• **Record list**
--------------------------------

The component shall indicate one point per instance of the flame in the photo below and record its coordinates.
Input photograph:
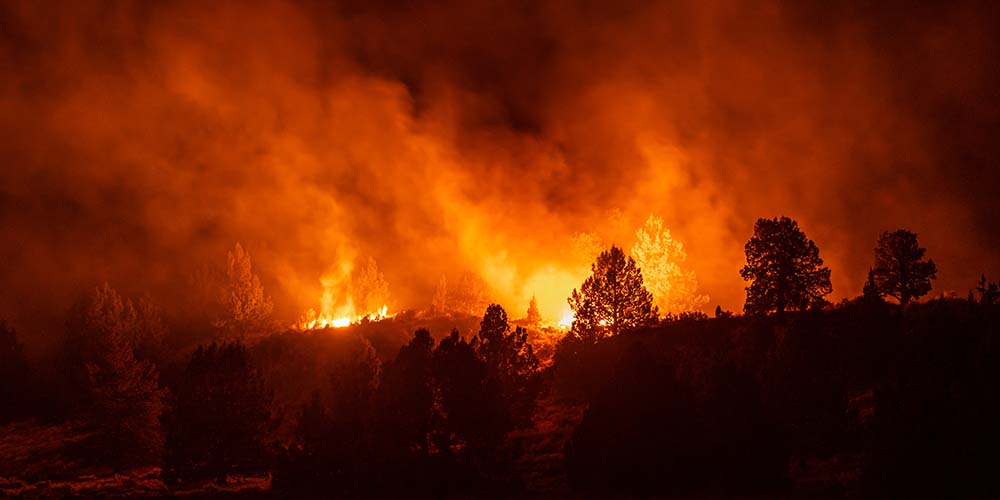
(316, 321)
(567, 320)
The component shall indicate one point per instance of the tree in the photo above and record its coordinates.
(989, 293)
(406, 397)
(331, 451)
(870, 292)
(369, 290)
(661, 257)
(121, 394)
(247, 309)
(613, 299)
(471, 295)
(439, 303)
(473, 420)
(900, 271)
(220, 414)
(509, 360)
(784, 269)
(534, 317)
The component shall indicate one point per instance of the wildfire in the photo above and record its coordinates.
(567, 320)
(315, 321)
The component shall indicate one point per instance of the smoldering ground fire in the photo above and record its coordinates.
(435, 137)
(526, 249)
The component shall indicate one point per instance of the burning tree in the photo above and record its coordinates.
(247, 309)
(784, 268)
(613, 299)
(369, 290)
(661, 258)
(900, 270)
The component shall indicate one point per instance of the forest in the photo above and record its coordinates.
(886, 394)
(463, 249)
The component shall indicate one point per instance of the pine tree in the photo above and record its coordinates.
(510, 360)
(613, 299)
(406, 398)
(784, 269)
(122, 394)
(472, 416)
(870, 291)
(661, 258)
(439, 303)
(900, 271)
(247, 309)
(534, 317)
(220, 414)
(369, 289)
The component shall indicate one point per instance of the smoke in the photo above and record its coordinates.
(142, 140)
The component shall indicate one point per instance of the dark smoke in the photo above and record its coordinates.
(141, 140)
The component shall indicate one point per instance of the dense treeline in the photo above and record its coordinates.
(796, 396)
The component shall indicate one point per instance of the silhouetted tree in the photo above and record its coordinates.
(150, 332)
(510, 360)
(13, 374)
(900, 270)
(122, 395)
(870, 292)
(534, 317)
(471, 295)
(661, 257)
(473, 418)
(612, 300)
(989, 293)
(246, 309)
(331, 451)
(784, 269)
(406, 398)
(220, 415)
(722, 313)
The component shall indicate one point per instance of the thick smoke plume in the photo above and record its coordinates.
(141, 140)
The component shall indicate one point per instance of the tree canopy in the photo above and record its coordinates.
(900, 271)
(784, 268)
(613, 299)
(661, 258)
(247, 309)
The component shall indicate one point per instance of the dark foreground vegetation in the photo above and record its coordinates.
(796, 398)
(864, 399)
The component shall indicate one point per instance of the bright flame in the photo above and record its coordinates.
(567, 320)
(313, 321)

--------------------------------

Begin with the line containing "of the forest" and repeat each line exactly until the records above end.

• **Complete output**
The component shall indicate one point per instance of the forest in the photo above and record its coordinates.
(886, 394)
(463, 249)
The component shall indicate one point per instance of the pine tree in the photo above and record its coordinates.
(510, 360)
(613, 299)
(406, 398)
(784, 269)
(122, 394)
(472, 416)
(870, 291)
(661, 258)
(439, 303)
(900, 271)
(247, 309)
(534, 317)
(220, 414)
(369, 289)
The component shall indicate one point per instance of the smoke in the photo above and record its coordinates.
(142, 140)
The component shall indicate one point per instance of the dark smoke in the photo above and record its coordinates.
(141, 140)
The component shall indicate one point per instance of the dense treeline in the photo above and record its coordinates.
(796, 396)
The component shall indicate one point per instance of the silhouetted tree in the photo above and record its coordinates.
(150, 332)
(510, 360)
(13, 374)
(900, 270)
(122, 395)
(870, 292)
(534, 317)
(471, 295)
(661, 257)
(473, 418)
(612, 300)
(989, 293)
(246, 309)
(331, 451)
(784, 269)
(406, 398)
(220, 415)
(722, 313)
The component shall indicate one point per instance of the thick smoke plume in the photo above and record its coordinates.
(141, 140)
The component shall indicate one point per instance of the tree canopy in the photo above and record its coordinates.
(900, 271)
(784, 268)
(613, 299)
(661, 258)
(247, 309)
The component shall indicate one point per instance of the dark foreground vegetation in the photo above and record its coordinates.
(796, 398)
(864, 399)
The component shall indicate one point per instance of the bright flame in the photo above and record its coordinates.
(567, 320)
(313, 321)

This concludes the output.